Print every line below exactly as written, but leave the pictures behind.

(Items from a data source)
++++++

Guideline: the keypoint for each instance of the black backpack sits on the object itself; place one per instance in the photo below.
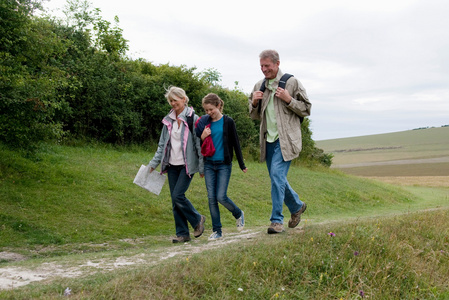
(282, 83)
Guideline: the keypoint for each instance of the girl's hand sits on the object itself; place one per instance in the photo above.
(206, 133)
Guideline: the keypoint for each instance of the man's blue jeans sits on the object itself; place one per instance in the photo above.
(217, 175)
(281, 191)
(183, 210)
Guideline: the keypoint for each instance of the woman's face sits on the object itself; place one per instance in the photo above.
(178, 104)
(213, 111)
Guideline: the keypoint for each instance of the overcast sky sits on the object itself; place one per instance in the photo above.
(368, 67)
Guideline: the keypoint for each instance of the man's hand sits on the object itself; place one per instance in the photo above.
(284, 95)
(256, 97)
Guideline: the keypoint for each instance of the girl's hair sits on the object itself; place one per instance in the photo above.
(273, 55)
(214, 100)
(174, 91)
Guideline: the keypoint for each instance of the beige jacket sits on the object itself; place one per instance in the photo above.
(287, 117)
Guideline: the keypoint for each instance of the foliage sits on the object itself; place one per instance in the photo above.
(71, 78)
(28, 77)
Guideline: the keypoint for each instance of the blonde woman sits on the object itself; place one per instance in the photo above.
(179, 153)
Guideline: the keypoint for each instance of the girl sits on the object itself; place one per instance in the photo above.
(218, 167)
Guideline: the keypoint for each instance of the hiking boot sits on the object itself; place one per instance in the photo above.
(181, 239)
(199, 229)
(241, 222)
(296, 217)
(275, 228)
(215, 236)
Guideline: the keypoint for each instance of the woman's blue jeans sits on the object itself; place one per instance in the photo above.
(217, 175)
(281, 191)
(183, 210)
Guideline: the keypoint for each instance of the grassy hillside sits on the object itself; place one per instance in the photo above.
(423, 152)
(72, 207)
(86, 195)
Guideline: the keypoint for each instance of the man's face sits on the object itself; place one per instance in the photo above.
(269, 68)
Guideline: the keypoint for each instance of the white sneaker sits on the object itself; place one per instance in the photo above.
(215, 236)
(241, 222)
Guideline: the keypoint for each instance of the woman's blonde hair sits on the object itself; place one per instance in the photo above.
(174, 91)
(214, 100)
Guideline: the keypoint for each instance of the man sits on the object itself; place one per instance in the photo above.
(280, 135)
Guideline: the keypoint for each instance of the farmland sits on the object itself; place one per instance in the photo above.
(407, 157)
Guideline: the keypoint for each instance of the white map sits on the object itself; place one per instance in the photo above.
(152, 182)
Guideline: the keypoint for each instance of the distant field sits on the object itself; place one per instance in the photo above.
(423, 152)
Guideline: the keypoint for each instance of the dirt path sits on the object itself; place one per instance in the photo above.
(17, 276)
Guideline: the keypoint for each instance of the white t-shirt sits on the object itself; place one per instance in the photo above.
(176, 156)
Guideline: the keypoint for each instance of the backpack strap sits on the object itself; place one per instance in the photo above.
(189, 119)
(282, 83)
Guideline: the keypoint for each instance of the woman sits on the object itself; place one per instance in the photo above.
(218, 167)
(178, 153)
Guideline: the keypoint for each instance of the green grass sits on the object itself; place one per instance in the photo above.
(73, 201)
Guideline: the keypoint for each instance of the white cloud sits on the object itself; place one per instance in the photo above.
(368, 66)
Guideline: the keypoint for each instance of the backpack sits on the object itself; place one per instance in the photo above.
(282, 83)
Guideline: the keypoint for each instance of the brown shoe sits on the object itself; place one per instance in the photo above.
(181, 239)
(275, 228)
(296, 217)
(199, 229)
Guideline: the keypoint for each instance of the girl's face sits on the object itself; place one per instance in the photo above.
(178, 104)
(213, 111)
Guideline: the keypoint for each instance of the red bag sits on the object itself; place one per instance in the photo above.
(208, 148)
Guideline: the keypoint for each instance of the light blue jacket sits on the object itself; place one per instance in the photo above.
(190, 143)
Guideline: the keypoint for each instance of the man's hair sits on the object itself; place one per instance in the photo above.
(273, 55)
(214, 100)
(176, 91)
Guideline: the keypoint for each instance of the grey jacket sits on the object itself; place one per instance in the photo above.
(287, 117)
(190, 143)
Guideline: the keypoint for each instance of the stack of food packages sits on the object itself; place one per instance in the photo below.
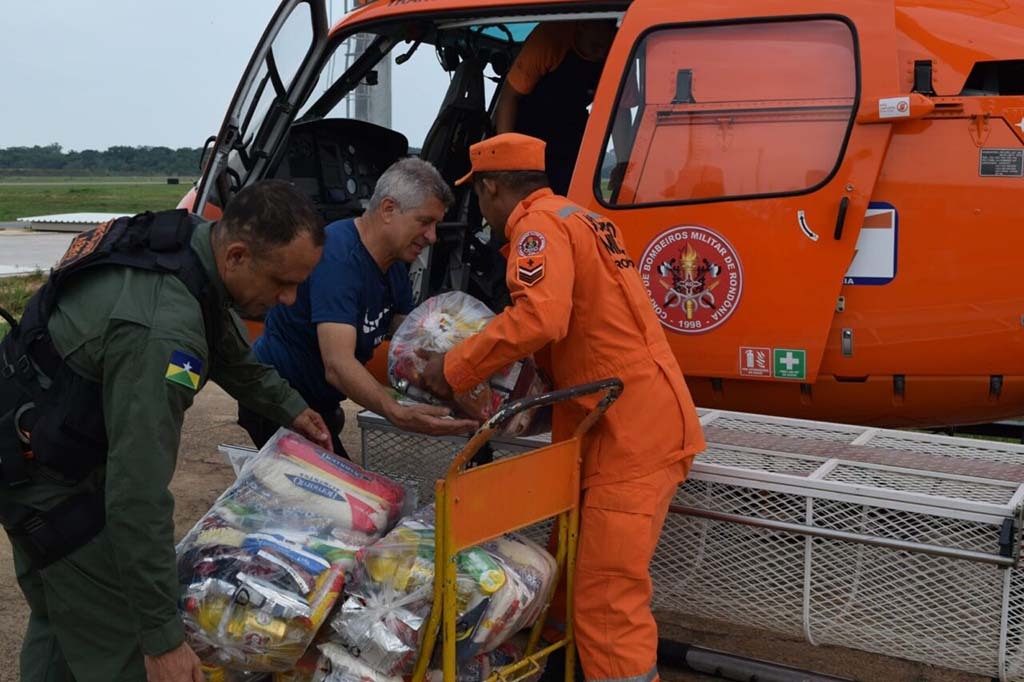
(502, 588)
(261, 570)
(438, 325)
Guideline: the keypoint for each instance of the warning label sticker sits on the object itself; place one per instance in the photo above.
(1001, 163)
(894, 108)
(755, 361)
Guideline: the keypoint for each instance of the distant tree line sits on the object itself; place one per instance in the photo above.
(115, 161)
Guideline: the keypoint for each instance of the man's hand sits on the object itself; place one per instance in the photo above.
(428, 419)
(311, 425)
(433, 374)
(180, 665)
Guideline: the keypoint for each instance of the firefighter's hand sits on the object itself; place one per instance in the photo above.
(311, 425)
(433, 374)
(180, 665)
(429, 419)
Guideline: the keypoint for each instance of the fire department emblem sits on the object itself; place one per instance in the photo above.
(693, 278)
(530, 244)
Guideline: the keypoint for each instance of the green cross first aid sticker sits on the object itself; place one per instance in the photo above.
(184, 369)
(790, 364)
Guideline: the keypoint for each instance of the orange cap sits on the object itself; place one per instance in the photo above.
(505, 152)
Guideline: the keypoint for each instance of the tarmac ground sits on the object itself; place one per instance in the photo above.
(203, 474)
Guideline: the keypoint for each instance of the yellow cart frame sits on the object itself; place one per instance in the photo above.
(547, 485)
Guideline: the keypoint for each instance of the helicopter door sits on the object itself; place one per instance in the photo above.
(732, 162)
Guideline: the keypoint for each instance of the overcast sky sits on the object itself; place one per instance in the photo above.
(89, 74)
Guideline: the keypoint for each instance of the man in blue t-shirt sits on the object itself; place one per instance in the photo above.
(353, 300)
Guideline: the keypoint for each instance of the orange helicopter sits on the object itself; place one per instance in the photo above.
(818, 194)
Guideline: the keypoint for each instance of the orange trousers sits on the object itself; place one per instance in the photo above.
(620, 526)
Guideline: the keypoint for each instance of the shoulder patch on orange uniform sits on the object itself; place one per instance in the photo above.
(530, 244)
(529, 269)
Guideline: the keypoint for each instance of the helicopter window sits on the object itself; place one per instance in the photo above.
(716, 112)
(418, 69)
(995, 78)
(278, 71)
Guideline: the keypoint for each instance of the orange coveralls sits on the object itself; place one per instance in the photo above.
(577, 294)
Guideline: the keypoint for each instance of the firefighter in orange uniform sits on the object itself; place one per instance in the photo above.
(578, 298)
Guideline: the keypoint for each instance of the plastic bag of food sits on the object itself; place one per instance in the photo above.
(440, 324)
(259, 572)
(502, 587)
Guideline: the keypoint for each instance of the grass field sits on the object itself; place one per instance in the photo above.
(17, 199)
(15, 292)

++++++

* [ANSWER BOX]:
Guideline: the keypoint for each instance of the black backpack sits on the object itself; place one per instance in the photo below.
(282, 83)
Guideline: the keypoint for each instance of the girl's hand sits on the object itself; place one per instance in the photo above.
(206, 133)
Guideline: the keypoint for each instance of the man's blue jeans sits on the object itself; place one per instance in the photo above.
(217, 175)
(281, 191)
(183, 210)
Guideline: the keypoint for each instance of the woman's face sits on the object itself; place one per instance in the photo above.
(178, 104)
(213, 111)
Guideline: the keypoint for each instance of the overcast sky sits on the object itself; place one per instance in the photo above.
(368, 67)
Guideline: the keypoint for each instance of the man's hand sits on the object itself; place one per instance in the photo above.
(284, 95)
(256, 97)
Guideline: the keypoint for each instance of the girl's hair sits on the object itself; place one per instance in the photo above.
(273, 55)
(214, 100)
(174, 91)
Guideline: the keypoint for each instance of the beige jacket sits on the object itself; place one per instance in the photo above.
(287, 117)
Guideline: the keypoint for each instance of the foliage sits on the object itself; place one per instance in the photo above.
(71, 78)
(28, 77)
Guideline: the keypoint for each instance of the blonde woman sits on the object itself; place one per instance in the photo above.
(179, 153)
Guideline: the keypoint for each instance of the girl sits on the object itself; place one per instance in the photo above.
(218, 167)
Guideline: the keypoint for each instance of the hiking boot sits on the object itself; place one per instance in the photo above.
(181, 239)
(199, 229)
(241, 222)
(296, 217)
(275, 228)
(215, 236)
Guideline: the keypoint for each instance of the woman's blue jeans sits on the object itself; place one per instance in the photo above.
(217, 175)
(281, 191)
(183, 210)
Guideline: the keypoint for each instance of the grassy hillside sits on the object itself; place one per instance in the photo above.
(423, 152)
(72, 207)
(86, 195)
Guideline: the keypoint for each instance of the man's face sits on the object itself; place one per instance in the photo above.
(269, 68)
Guideline: the keypoint for each instance of the white sneaker sits on the object itself; place one per instance in the photo above.
(215, 236)
(241, 222)
Guideline: the keypoint for each instance of the woman's blonde hair sits on the object itself; place one per instance in the photo above.
(174, 91)
(214, 100)
Guideline: the keypoint for each instance of the man sits on the object itself; place one per instance in the photo above.
(280, 135)
Guideline: the keypoint for each instance of the farmland sits on the object itself; place one per instance in the photo above.
(407, 157)
Guideline: the keypoint for each instance of the white map sits on the object itself; place one per instance in the photo above.
(152, 182)
Guideline: the keypoint for each instance of the distant field sits on the object itself; place one per instance in the photo above.
(423, 152)
Guideline: the keypoint for each instance of the dirt path sits on the object itself; place one per instance in the photo above.
(17, 276)
Guideline: the keypoint for each instance of the white t-shirt sits on the object itself; place one per instance in the photo above.
(176, 156)
Guideline: the keypoint for each instance of the backpack strap sits on the object itself; place one per instance in the photo above.
(189, 119)
(282, 83)
Guideline: the keypoint for each instance of the woman sits on the object itself; place one per instance in the photo above.
(218, 167)
(178, 153)
Guideline: the keypoint for each instance of the green grass sits on the object itself; place one per instance in the photo above.
(73, 201)
Guideline: the keypoint for each instance of the white cloud sits on the object itself; place one per instance in the photo above.
(368, 66)
Guideline: the keypoint for each instance of the backpack sits on the object itself; place one per instance in the photo above.
(282, 83)
Guideline: the keypoint for each instance of the brown shoe sits on the object itself; place one per instance in the photo above.
(181, 239)
(275, 228)
(296, 217)
(199, 229)
Guideline: the keypoint for each instance of the girl's face sits on the object itself; place one per instance in the photo above.
(178, 104)
(213, 111)
Guideline: the keypoint for each instance of the red bag sits on the object itself; place one per instance in the photo above.
(208, 148)
Guideline: the keypoint for each instance of the light blue jacket sits on the object itself; place one per instance in the photo above.
(190, 143)
Guideline: the keypoint for each instance of the man's hair sits on the object itself; place one per instance in the photo above.
(273, 55)
(214, 100)
(176, 91)
Guideline: the keypoint for each instance of the grey jacket sits on the object itself; place one per instance in the photo above.
(287, 117)
(190, 143)
Guideline: the keypoint for each instance of the stack of food packages sits on the object itself; place one per instance in the photo below.
(502, 588)
(261, 570)
(438, 325)
Guideline: the keypoint for each instance of the warning label sticker sits on the object itself; place one per instance in the photo above.
(1001, 163)
(894, 108)
(755, 361)
Guideline: the keypoint for each instance of the distant tree line sits on the object itself; place one per instance in the photo above.
(115, 161)
Guideline: the keypoint for each instance of the man's hand sits on the object itself; place one per instance in the photo above.
(428, 419)
(311, 425)
(433, 374)
(180, 665)
Guideline: the keypoint for each instance of the firefighter's hand sits on the object itself; place one per instance in the photo above.
(311, 425)
(433, 374)
(180, 665)
(429, 419)
Guideline: the keypoint for each instance of the fire department emblem sits on the object itself; place one per instance in the photo above.
(693, 278)
(530, 244)
Guideline: the keypoint for each instance of the green cross first aid sticker sits on the object itself; place one per instance in the photo above.
(184, 369)
(790, 364)
Guideline: the keypoint for each instance of the orange cap sits on the object itself; place one per instance in the photo above.
(505, 152)
Guideline: the keypoint for each instance of the tarmac ground sits on the object itself; place one per instance in the photo above.
(203, 474)
Guideline: the keypoint for each instance of the yellow cart frame sits on the object itself; place one per instance in the photo above.
(547, 485)
Guideline: the keypoint for each instance of the helicopter door sits on the object itself; place one per instance in the photo above.
(732, 162)
Guideline: the keypoint for each instance of the overcast sky sits on the object itself; place one per instance in the photo above.
(89, 74)
Guideline: the keypoint for each instance of the man in blue t-shirt sits on the object itself; place one per instance in the photo above.
(353, 300)
Guideline: the keypoint for each instance of the orange helicopter sits on the object itself; place one per instance in the photo above.
(818, 194)
Guideline: the keypoint for each instance of the orange trousers sits on the object itself; place one per instance in the photo above.
(620, 526)
Guideline: the keypoint for each instance of the shoulder patch on orange uniform sits on the object itself; place one per instance in the photo above.
(530, 244)
(529, 269)
Guideline: the keypoint for each instance of the helicopter window sits on the object itself; place one per instance in the photo above.
(716, 112)
(418, 69)
(995, 78)
(278, 71)
Guideline: the keypoint for each instance of the orange coveralls sits on the object itself; place one per instance in the photo above.
(577, 294)
Guideline: the keypoint for each instance of the firefighter in orange uniform sits on the object itself; place one per instance in the photo above.
(578, 298)
Guideline: the keypoint for each instance of the plastic bag of food sits on the object itself; place one per instance in the photo above.
(440, 324)
(259, 572)
(502, 587)
Guideline: the keypoint for each instance of the grass field sits on the object itself; place one per instance in the photo above.
(17, 199)
(15, 292)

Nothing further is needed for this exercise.